WHAT YOU SHOULD DO: Exact repetition of every entry is required.

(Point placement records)
========================

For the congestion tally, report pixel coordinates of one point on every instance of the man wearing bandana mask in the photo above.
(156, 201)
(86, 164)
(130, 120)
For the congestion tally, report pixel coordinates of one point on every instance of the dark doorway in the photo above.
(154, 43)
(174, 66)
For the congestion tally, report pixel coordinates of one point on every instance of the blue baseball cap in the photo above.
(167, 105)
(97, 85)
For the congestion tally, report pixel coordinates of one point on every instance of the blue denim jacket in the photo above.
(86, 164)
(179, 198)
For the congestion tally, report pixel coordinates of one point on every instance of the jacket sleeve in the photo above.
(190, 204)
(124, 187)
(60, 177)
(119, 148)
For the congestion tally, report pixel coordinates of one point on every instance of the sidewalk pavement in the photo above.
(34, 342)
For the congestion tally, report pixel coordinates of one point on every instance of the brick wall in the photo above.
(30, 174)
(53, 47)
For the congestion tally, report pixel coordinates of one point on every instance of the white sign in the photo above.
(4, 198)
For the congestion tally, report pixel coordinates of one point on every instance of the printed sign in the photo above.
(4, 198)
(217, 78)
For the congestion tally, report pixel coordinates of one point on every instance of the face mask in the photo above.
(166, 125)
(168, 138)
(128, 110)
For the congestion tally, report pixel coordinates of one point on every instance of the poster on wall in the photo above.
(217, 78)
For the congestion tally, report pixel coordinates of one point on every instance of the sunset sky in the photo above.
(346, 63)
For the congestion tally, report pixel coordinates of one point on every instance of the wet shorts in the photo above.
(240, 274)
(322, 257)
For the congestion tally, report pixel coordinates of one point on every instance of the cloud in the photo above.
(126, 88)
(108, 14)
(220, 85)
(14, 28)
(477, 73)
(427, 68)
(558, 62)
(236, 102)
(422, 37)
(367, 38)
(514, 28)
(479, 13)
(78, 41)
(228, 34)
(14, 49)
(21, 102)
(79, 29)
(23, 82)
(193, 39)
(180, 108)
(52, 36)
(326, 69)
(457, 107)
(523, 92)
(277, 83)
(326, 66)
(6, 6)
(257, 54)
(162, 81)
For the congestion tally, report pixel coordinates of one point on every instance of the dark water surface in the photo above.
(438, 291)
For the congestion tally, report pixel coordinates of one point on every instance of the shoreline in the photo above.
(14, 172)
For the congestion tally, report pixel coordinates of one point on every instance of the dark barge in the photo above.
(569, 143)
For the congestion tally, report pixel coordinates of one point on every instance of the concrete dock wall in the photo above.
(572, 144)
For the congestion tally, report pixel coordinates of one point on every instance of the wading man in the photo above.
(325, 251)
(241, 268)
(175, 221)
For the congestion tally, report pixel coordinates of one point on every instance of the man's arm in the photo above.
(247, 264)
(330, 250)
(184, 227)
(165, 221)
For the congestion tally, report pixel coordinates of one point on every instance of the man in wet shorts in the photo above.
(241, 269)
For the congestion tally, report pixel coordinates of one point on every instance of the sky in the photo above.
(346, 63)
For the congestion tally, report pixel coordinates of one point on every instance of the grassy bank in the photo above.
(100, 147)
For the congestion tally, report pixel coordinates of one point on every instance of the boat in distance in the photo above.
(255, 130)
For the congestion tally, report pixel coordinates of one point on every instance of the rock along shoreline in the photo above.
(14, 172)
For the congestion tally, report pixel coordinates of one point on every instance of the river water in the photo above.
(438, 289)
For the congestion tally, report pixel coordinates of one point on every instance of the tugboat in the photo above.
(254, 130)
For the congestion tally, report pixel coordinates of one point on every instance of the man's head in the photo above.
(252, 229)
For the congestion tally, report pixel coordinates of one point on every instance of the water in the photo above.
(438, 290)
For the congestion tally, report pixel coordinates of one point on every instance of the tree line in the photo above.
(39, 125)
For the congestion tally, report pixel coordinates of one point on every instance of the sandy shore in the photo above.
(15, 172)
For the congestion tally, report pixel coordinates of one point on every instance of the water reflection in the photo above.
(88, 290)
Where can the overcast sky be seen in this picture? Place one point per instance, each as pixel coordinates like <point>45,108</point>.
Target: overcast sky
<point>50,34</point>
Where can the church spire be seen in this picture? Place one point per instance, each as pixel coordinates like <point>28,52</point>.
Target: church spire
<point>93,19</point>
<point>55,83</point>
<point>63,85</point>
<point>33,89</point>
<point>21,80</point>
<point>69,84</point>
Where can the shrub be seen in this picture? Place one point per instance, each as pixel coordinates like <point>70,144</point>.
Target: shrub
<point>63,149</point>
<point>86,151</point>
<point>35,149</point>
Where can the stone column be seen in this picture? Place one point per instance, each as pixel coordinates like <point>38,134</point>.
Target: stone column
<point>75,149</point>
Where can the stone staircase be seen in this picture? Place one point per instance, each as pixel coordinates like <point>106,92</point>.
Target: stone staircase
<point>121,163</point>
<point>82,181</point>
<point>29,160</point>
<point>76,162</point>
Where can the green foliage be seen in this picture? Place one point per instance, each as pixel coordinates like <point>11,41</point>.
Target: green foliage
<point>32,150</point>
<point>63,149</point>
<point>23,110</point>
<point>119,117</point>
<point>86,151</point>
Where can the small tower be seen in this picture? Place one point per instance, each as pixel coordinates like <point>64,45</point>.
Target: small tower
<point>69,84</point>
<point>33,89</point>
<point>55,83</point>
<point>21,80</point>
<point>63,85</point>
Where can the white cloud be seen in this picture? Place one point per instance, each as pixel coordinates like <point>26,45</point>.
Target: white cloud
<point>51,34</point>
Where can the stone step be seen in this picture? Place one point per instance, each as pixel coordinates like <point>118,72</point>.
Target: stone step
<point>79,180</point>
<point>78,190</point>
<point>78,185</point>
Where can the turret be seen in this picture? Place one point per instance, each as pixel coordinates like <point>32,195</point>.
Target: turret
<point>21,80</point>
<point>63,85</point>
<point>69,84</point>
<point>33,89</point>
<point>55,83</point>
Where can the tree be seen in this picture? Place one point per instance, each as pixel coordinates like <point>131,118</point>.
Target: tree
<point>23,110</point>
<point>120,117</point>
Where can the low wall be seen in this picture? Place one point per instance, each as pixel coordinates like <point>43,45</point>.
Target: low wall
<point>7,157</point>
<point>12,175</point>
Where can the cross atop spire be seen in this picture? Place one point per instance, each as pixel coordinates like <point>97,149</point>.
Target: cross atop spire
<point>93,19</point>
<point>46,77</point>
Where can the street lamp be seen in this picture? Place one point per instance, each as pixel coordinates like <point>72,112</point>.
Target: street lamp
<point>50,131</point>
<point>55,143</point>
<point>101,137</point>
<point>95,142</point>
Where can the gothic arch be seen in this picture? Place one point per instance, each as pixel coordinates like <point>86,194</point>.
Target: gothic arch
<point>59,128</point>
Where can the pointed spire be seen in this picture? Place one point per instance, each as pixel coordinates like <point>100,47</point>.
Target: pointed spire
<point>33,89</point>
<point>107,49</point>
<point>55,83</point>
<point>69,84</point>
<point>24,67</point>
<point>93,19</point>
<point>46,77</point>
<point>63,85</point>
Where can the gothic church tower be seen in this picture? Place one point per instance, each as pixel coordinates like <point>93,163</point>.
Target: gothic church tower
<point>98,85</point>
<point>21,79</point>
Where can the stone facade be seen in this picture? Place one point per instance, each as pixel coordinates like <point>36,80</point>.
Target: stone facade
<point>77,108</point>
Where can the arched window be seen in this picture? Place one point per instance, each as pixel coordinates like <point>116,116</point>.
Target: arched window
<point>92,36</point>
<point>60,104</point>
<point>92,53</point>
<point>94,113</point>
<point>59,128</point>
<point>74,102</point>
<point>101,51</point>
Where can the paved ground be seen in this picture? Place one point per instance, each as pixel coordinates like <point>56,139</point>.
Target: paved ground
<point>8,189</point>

========================

EXERCISE RESPONSE:
For the congestion tally, report pixel coordinates of one point on every instance of the man wearing bandana mask in the photo above.
(156, 201)
(86, 164)
(130, 120)
For the congestion tally, report pixel coordinates of one point on every instance of the dark doorway in the photo above.
(154, 43)
(174, 66)
For the congestion tally, report pixel coordinates of one point on every instance of the blue baseball cap in the photo above.
(167, 105)
(97, 85)
For the congestion tally, report pixel coordinates of one point on every instance of the blue denim jacket in the photo above.
(86, 164)
(179, 198)
For the congestion tally, report pixel coordinates of one point on every instance of the jacket sleeve in the photo above.
(190, 204)
(124, 187)
(60, 177)
(119, 148)
For the congestion tally, report pixel coordinates of one point on every instance of the sidewalk pavement in the photo above.
(34, 342)
For the congestion tally, report pixel coordinates of one point on every instance of the brick wall in the photo above.
(30, 174)
(53, 47)
For the congestion tally, report pixel coordinates of one point on every instance of the white sign in the photo above.
(4, 198)
For the congestion tally, report pixel coordinates of one point on every instance of the printed sign in the photo above.
(4, 198)
(217, 78)
For the congestion tally, report pixel coordinates of one point on every instance of the face mask in the photo above.
(166, 125)
(168, 138)
(128, 110)
For the congestion tally, report pixel coordinates of one point on every instance of the poster on wall in the photo above.
(217, 78)
For the congestion tally, report pixel coordinates of one point on every instance of the sunset sky in the photo above.
(346, 63)
For the congestion tally, report pixel coordinates of one point on every instance of the wet shorts in the photo above.
(240, 274)
(322, 257)
For the congestion tally, report pixel coordinates of one point on every instance of the cloud in the photo above.
(126, 88)
(108, 14)
(220, 85)
(14, 28)
(477, 73)
(427, 68)
(558, 62)
(236, 102)
(422, 37)
(367, 38)
(514, 28)
(479, 13)
(78, 41)
(228, 34)
(14, 49)
(21, 102)
(79, 29)
(23, 82)
(193, 39)
(180, 108)
(52, 36)
(326, 69)
(457, 107)
(523, 92)
(277, 83)
(326, 66)
(6, 6)
(257, 54)
(162, 81)
For the congestion tally, report pixel coordinates of one point on every instance of the dark water surface in the photo above.
(438, 291)
For the congestion tally, report pixel coordinates of one point on every instance of the shoreline in the photo above.
(14, 172)
For the congestion tally, report pixel coordinates of one point on every instance of the dark barge in the photo above.
(569, 143)
For the congestion tally, report pixel coordinates of one point on every instance of the concrete dock wall in the photo above.
(572, 144)
For the congestion tally, report pixel coordinates of one point on every instance of the wading man in the photo above.
(325, 251)
(241, 268)
(175, 221)
For the congestion tally, report pixel coordinates of one point on every instance of the man's arm in the photo above.
(247, 264)
(330, 250)
(184, 227)
(165, 221)
For the congestion tally, report pixel coordinates of one point on every instance of the man in wet shorts in the photo above.
(241, 269)
For the congestion tally, report pixel coordinates of one point on every instance of the sky in the photo above.
(346, 63)
For the congestion tally, report pixel coordinates of one point on every instance of the grassy bank in the photo above.
(100, 147)
For the congestion tally, report pixel coordinates of one point on every instance of the boat in distance in the photo above.
(255, 130)
For the congestion tally, report pixel coordinates of one point on every instance of the rock along shoreline in the photo above.
(14, 172)
For the congestion tally, report pixel coordinates of one point on every instance of the river water in the photo above.
(438, 289)
For the congestion tally, report pixel coordinates of one point on every instance of the tugboat in the photo above.
(254, 130)
For the congestion tally, report pixel coordinates of one point on every instance of the man's head in the photo above.
(252, 229)
For the congestion tally, report pixel coordinates of one point on every instance of the water in the photo above.
(438, 290)
For the congestion tally, report pixel coordinates of one point on every instance of the tree line in the photo above.
(39, 125)
For the congestion tally, report pixel coordinates of one point on every instance of the sandy shore in the photo above.
(15, 172)
For the congestion tally, report pixel coordinates of one point on every instance of the water reflection in the photo above.
(88, 290)
Where can the overcast sky be seen in this picture? Place one point per instance, each as pixel coordinates like <point>45,108</point>.
Target: overcast sky
<point>50,34</point>
Where can the church spire be seen in this picture? Place one point per instance, each as pixel coordinates like <point>28,52</point>.
Target: church spire
<point>93,19</point>
<point>55,83</point>
<point>63,85</point>
<point>33,89</point>
<point>21,80</point>
<point>69,84</point>
Where can the shrub be seen in this picture? Place one point per instance, each as pixel coordinates like <point>70,144</point>.
Target: shrub
<point>63,149</point>
<point>86,151</point>
<point>35,149</point>
Where can the stone column be seen in this picture? Place one point per instance, each as pixel coordinates like <point>38,134</point>.
Target: stone column
<point>75,149</point>
Where can the stone staircase be seen in this picture? Place one point per instance, each as pixel coordinates like <point>106,92</point>.
Target: stone staircase
<point>121,163</point>
<point>82,181</point>
<point>29,160</point>
<point>76,162</point>
Where can the green foliage be seen in this picture? Place one point per instance, each as pixel coordinates like <point>11,41</point>.
Target: green foliage
<point>32,150</point>
<point>63,149</point>
<point>23,110</point>
<point>119,117</point>
<point>86,151</point>
Where can the small tower be seen in this picture? Place one point per instance, each as pixel coordinates like <point>64,45</point>.
Target: small tower
<point>69,84</point>
<point>33,89</point>
<point>55,83</point>
<point>21,80</point>
<point>63,85</point>
Where can the white cloud be seen in this picture? Place one point per instance, each as pixel coordinates like <point>26,45</point>.
Target: white cloud
<point>51,34</point>
Where can the stone step be seen in this picture? Place one point per instance, each as pixel coordinates like <point>118,72</point>.
Target: stone step
<point>79,180</point>
<point>78,190</point>
<point>78,185</point>
Where can the turret be seen in this picture? Place one point per instance, each as pixel coordinates like <point>32,195</point>.
Target: turret
<point>21,80</point>
<point>63,85</point>
<point>69,84</point>
<point>33,89</point>
<point>55,83</point>
Where can the tree be seen in this picture? Place one point per instance, each as pixel coordinates like <point>131,118</point>.
Target: tree
<point>23,110</point>
<point>120,117</point>
Where can the low wall be seen in this picture? Place one point per instance, each as pixel coordinates like <point>43,45</point>.
Target: low wall
<point>7,157</point>
<point>12,175</point>
Where can the cross atop spire be seen in this picture? Place one point per instance, each as pixel coordinates like <point>97,149</point>.
Target: cross atop spire
<point>93,19</point>
<point>46,77</point>
Where can the street lamp be seen in this picture? Place one point per instance, each as pixel coordinates like <point>72,112</point>.
Target: street lamp
<point>50,131</point>
<point>55,143</point>
<point>101,137</point>
<point>95,142</point>
Where can the gothic arch be seen in this picture? Place one point per instance, each as pixel coordinates like <point>86,194</point>.
Target: gothic arch
<point>59,128</point>
Where can the pointed spire be seen in this picture? Place one point per instance, each as pixel coordinates like <point>100,47</point>.
Target: pointed spire
<point>33,89</point>
<point>107,49</point>
<point>55,83</point>
<point>69,84</point>
<point>24,67</point>
<point>93,19</point>
<point>46,77</point>
<point>63,85</point>
Where can the gothic church tower be seen in this picture? Place one point per instance, each as pixel coordinates like <point>93,163</point>.
Target: gothic church tower
<point>98,85</point>
<point>21,79</point>
Where can the stone facade be seen in this picture? Place one point per instance, each as pixel coordinates like <point>36,80</point>.
Target: stone facade
<point>77,108</point>
Where can the arched window be seen in this picture? Place one point per instance, each as pixel coordinates like <point>116,116</point>.
Target: arched window
<point>92,36</point>
<point>60,104</point>
<point>92,53</point>
<point>94,113</point>
<point>59,128</point>
<point>74,102</point>
<point>101,51</point>
Where can the paved ground be seen in this picture? Place one point per instance, each as pixel coordinates like <point>56,139</point>.
Target: paved ground
<point>8,189</point>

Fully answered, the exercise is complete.